你的任务 –
[1] 根据这篇 BeautifulSoup 教程回答：
(a) 安装 beautifulsoup4 用的是哪条命令？
(b) 文中哪种解析方式是 Python 内置模块、无需安装？
(c) 示例里查找 id 为 link2 的标签，调用的是 soup 的哪个方法？
[2] 更新这篇 BeautifulSoup 教程：把从“from bs4 import”到“tag1 = soup.find(name=‘a‘)”的部分重新写出，其中的“Dormouse”一律改成“Rabbit”。

文档片段 –
^^^^
02：BeautifulSoup

Posted 2020-10-27 不做大哥好多年

tags:

篇首语：本文由小常识网(cha138.com)小编为大家整理，主要介绍了02：BeautifulSoup相关的知识，希望对你有一定的参考价值。

1.1 BeautifulSoup介绍

　　1、BeautifulSoup作用

　　　　　　1、BeautifulSoup是一个模块，该模块用于接收一个html或XML字符串，然后将其进行格式化

　　　　　　2、之后遍可以使用他提供的方法进行快速查找指定元素，从而使得在HTML或XML中查找指定元素变得简单

　　2、安装

　　　　　　pip3 install beautifulsoup4

　　　　　　pip install lxml #lxml是一个比beautifulsoup4更强大的库（居然直接用pip就安装成功了）

　　3、lxml与html.parser比较

　　　　　　1. 两者都是把文本转成对象的方法，lxml是第三方库，但是性能好（生产用这个），html.parser 是python内置模块无需安装

　　　　　　2. soup = BeautifulSoup(response.text,features=‘lxml‘) #lxml是第三方库，但是性能好（生产用这个）

　　　　　　3. soup = BeautifulSoup(response.text,features=‘html.parser‘) # html.parser 是python内置模块无需安装

　　4、lxml结合BeautifulSoup举例

from bs4 import BeautifulSoup

html_doc = """
<html><head><title>The Dormouse‘s story</title></head>
<body>
    <a class="c1" id="i1" name="ha">i am a</a>
    <a class="c1" id="link2" name="ha">i am a</a>
</body>
</html>
"""
soup = BeautifulSoup(html_doc, features="lxml")
#1、找到第一个a标签
tag1 = soup.find(name=‘a‘)
#2、找到所有的a标签
tag2 = soup.find_all(name=‘a‘)
#3、找到id＝link2的标签
tag3 = soup.select(‘#link2‘)

print(tag1)    # <a class="c1" id="i1" name="ha">i am a</a>
print(tag2)    # [<a class="c1" id="i1" name="ha">i am a</a>, <a class="c1" id="link2" name="ha">i am a</a>]
print(tag3)    # [<a class="c1" id="link2" name="ha">i am a</a>]

lxml结合BeautifulSoup举例

1.2 BeautifulSoup常用方法

　　1、name，标签名称（tag.name）

html_doc = """
<html><head><title>The Dormouse‘s story</title></head>
<body>
    <a class="c1" id="i1" name="ha">i am a</a>
    <a class="c1" id="link2" name="ha">i am a</a>
</body>
</html>
"""
^^^^
列表展示 –
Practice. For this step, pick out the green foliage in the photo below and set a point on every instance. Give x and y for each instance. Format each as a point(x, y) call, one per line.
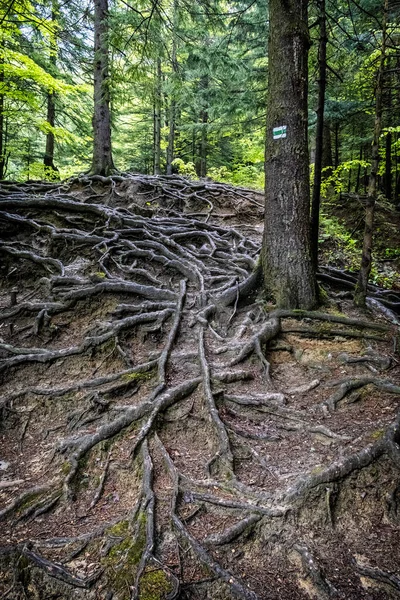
point(339, 248)
point(185, 169)
point(338, 179)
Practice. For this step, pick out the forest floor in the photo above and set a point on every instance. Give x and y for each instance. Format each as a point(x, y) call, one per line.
point(166, 433)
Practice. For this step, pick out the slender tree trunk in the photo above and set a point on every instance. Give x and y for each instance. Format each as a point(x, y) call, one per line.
point(327, 161)
point(157, 119)
point(358, 173)
point(201, 167)
point(203, 144)
point(48, 160)
point(2, 119)
point(336, 145)
point(172, 106)
point(286, 256)
point(102, 163)
point(316, 197)
point(360, 293)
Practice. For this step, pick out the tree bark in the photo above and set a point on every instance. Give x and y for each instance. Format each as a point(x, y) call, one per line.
point(48, 159)
point(288, 272)
point(2, 140)
point(360, 292)
point(327, 161)
point(316, 197)
point(157, 119)
point(201, 163)
point(172, 106)
point(102, 163)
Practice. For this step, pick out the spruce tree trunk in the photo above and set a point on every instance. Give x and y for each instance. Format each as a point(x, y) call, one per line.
point(201, 165)
point(388, 166)
point(172, 106)
point(2, 136)
point(287, 266)
point(157, 119)
point(327, 161)
point(316, 197)
point(360, 293)
point(102, 163)
point(48, 160)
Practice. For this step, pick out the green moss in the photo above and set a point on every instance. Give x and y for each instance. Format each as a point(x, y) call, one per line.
point(29, 500)
point(120, 528)
point(155, 585)
point(378, 434)
point(124, 557)
point(146, 376)
point(66, 468)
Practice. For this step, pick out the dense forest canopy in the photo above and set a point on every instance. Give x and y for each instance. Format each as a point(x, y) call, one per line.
point(187, 83)
point(200, 378)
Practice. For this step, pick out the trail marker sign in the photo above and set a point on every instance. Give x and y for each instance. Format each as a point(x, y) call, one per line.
point(279, 132)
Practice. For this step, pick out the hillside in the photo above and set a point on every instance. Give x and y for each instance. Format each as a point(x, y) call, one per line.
point(166, 432)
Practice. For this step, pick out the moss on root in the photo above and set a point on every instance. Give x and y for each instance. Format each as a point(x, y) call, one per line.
point(155, 585)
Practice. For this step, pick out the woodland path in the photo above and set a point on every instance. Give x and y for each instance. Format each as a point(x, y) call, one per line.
point(165, 432)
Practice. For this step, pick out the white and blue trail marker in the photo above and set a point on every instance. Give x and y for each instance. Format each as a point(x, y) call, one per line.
point(279, 132)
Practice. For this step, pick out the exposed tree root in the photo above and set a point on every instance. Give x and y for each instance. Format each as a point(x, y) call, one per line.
point(139, 460)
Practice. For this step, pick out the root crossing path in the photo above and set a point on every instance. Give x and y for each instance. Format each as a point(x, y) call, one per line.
point(165, 432)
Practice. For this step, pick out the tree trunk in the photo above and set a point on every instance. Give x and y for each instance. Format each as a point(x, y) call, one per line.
point(48, 160)
point(327, 161)
point(172, 106)
point(360, 293)
point(316, 197)
point(336, 145)
point(286, 257)
point(203, 144)
point(102, 163)
point(2, 136)
point(357, 186)
point(157, 120)
point(201, 162)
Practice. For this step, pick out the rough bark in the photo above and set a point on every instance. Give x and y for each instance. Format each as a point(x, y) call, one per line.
point(316, 200)
point(2, 148)
point(288, 271)
point(48, 160)
point(102, 163)
point(157, 120)
point(360, 293)
point(172, 106)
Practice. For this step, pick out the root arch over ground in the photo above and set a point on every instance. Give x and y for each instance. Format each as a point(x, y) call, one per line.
point(165, 432)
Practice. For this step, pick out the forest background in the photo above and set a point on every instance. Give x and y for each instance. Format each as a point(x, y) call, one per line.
point(196, 73)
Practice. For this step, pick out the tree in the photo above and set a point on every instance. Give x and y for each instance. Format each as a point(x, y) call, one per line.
point(288, 272)
point(102, 163)
point(366, 259)
point(319, 147)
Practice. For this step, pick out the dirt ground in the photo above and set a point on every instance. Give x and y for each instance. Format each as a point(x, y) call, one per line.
point(166, 433)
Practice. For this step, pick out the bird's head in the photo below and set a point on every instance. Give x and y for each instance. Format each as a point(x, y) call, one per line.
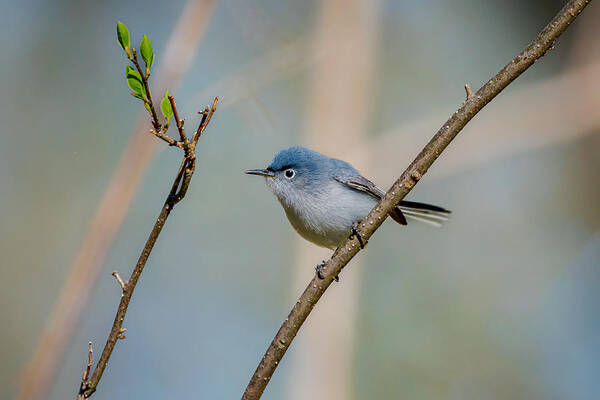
^^^^
各题答案 –
[1]
(a) pip3 install beautifulsoup4
(b) html.parser
(c) select 方法

[2]
from bs4 import BeautifulSoup

html_doc = """
<html><head><title>The Rabbit‘s story</title></head>
<body>
    <a class="c1" id="i1" name="ha">i am a</a>
    <a class="c1" id="link2" name="ha">i am a</a>
</body>
</html>
"""
soup = BeautifulSoup(html_doc, features="lxml")
#1、找到第一个a标签
tag1 = soup.find(name=‘a‘)